Excerpts from a point-labeling dataset:
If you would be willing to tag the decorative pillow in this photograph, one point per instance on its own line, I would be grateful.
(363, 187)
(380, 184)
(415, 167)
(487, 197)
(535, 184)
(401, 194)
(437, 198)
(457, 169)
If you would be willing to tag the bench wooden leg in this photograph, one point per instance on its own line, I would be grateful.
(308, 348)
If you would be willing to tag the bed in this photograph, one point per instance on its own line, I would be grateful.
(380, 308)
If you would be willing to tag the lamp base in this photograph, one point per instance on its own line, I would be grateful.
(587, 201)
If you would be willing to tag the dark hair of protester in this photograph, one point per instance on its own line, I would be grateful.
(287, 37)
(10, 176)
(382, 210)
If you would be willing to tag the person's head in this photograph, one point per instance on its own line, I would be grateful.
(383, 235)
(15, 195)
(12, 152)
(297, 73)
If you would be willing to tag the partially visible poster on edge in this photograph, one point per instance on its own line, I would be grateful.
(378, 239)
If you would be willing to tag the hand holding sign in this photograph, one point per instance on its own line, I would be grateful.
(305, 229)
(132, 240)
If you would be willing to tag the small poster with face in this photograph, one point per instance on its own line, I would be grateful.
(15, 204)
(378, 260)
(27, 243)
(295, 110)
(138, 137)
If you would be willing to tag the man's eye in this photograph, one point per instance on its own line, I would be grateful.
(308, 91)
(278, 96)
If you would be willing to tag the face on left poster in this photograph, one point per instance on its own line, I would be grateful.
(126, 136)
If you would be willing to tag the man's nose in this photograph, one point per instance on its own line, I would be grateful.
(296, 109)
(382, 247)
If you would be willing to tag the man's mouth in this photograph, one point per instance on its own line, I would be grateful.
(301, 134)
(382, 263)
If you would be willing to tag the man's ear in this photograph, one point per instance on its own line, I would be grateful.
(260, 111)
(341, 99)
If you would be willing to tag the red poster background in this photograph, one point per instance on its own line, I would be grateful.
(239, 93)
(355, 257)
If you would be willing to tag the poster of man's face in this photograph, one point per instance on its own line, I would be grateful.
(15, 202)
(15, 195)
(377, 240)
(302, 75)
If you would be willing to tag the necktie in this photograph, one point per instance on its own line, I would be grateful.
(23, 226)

(What you have to do) Reproduce all of the records above verbatim, leaving every line unchanged.

(Exercise answer)
If you would be willing to tag the decorative pillow in this photograph, one point per instance on its own line, I would be grateful.
(363, 187)
(380, 184)
(415, 167)
(487, 197)
(535, 184)
(401, 194)
(437, 198)
(457, 169)
If you would be willing to tag the bench wooden leg in this photograph, one point per instance on its own line, I would be grateful.
(308, 348)
If you would be willing to tag the bed in this photograph, one point per instance on its own line, I would be grateful.
(380, 308)
If you would be willing to tag the lamp base in this photograph, one point per instance on its own line, I would be grateful.
(587, 201)
If you would be willing to tag the dark hair of protester in this photograph, one point per instance on its own line, I would be grateful.
(287, 37)
(10, 176)
(382, 210)
If you would be willing to tag the person's head in this photograph, one point per instance on its own line, I would be grateful.
(383, 235)
(15, 195)
(12, 152)
(297, 73)
If you would be willing to tag the partially visible poster on edge in this photograph, one point per instance on its own line, I would be grateful.
(378, 239)
If you would be willing to tag the hand holding sign in this photograph, one point per instance on its own line, I would be grateful.
(305, 229)
(132, 240)
If you would be willing to tag the small poster with face in this photograph, one point per instance on its own line, I would be grateful.
(15, 204)
(378, 260)
(27, 243)
(295, 110)
(138, 137)
If you would be willing to tag the man's eye in this photograph, one point per instance on its own line, I would be grateful.
(308, 91)
(278, 96)
If you would be willing to tag the face on left poster in this photograph, one point per instance on its own line, I would be grateful.
(126, 136)
If you would be willing to tag the man's nose in this photograph, one point per instance on its own line, I would be grateful.
(296, 109)
(382, 247)
If you would be willing to tag the man's mouth in this photograph, one point per instance on its own line, I would be grateful.
(301, 134)
(382, 263)
If you would be willing to tag the man's ear in this photograph, one point per instance on its own line, I would be grateful.
(260, 111)
(341, 99)
If you would be willing to tag the red poster background in this photograph, one point per instance on its own line, I would be grateful.
(239, 93)
(355, 257)
If you would be willing to tag the poster of man's face in this photograph, one point per instance on its own line, I would be grateful.
(15, 202)
(15, 195)
(377, 240)
(302, 75)
If you would be willing to tag the necktie in this photograph, one point per instance on its own line, I would be grateful.
(23, 226)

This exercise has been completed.